— Stored items —
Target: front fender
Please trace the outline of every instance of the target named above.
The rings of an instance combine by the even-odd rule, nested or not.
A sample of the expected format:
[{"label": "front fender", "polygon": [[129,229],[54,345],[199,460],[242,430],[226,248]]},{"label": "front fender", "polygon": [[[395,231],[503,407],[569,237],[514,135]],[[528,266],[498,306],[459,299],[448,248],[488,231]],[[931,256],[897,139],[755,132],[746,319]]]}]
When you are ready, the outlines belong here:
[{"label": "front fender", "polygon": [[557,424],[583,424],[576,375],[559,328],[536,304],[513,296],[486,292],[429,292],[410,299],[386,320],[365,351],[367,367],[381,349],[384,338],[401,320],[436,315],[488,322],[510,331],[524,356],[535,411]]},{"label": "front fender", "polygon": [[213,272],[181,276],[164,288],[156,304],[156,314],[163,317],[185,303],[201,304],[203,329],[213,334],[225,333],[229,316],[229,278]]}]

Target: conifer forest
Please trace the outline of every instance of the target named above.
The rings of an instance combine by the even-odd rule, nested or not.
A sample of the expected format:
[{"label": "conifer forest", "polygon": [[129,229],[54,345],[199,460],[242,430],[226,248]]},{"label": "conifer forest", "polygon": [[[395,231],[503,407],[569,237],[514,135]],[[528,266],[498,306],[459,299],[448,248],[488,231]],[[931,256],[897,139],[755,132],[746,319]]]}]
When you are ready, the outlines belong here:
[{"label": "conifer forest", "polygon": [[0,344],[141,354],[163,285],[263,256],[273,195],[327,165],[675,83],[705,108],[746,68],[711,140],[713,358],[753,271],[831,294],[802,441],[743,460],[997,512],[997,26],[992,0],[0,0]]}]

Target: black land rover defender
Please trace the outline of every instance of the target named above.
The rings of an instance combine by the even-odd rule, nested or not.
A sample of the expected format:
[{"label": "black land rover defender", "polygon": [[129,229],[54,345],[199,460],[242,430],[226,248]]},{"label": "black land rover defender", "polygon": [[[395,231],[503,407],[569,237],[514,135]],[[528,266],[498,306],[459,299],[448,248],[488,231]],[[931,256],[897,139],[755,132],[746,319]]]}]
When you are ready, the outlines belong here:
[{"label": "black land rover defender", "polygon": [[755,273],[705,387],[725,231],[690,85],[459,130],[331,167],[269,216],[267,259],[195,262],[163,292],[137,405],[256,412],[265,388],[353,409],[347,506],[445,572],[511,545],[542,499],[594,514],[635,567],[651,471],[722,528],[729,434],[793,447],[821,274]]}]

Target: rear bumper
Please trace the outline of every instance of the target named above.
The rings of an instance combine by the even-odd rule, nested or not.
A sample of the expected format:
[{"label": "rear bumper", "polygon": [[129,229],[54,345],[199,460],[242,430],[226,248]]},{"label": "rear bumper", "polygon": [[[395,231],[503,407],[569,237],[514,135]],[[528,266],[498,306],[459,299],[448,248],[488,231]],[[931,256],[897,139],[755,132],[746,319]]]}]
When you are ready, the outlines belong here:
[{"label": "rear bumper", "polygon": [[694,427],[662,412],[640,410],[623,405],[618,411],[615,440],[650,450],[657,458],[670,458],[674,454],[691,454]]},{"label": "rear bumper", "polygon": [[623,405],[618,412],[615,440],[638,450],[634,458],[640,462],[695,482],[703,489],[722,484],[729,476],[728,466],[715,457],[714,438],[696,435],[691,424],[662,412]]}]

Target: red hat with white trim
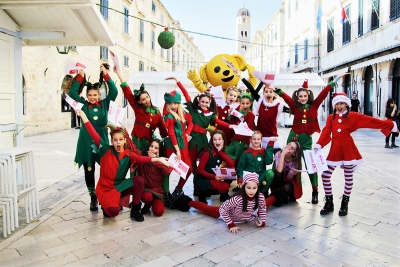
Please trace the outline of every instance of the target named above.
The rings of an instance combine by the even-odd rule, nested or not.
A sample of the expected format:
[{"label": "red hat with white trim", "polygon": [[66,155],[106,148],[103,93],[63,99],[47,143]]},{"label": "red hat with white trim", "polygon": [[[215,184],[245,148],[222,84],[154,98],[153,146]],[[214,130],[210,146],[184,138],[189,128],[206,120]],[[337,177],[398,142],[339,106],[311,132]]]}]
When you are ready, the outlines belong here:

— Work required —
All that is needed is the number of lines above in which the string "white" appears.

— Output of the task —
2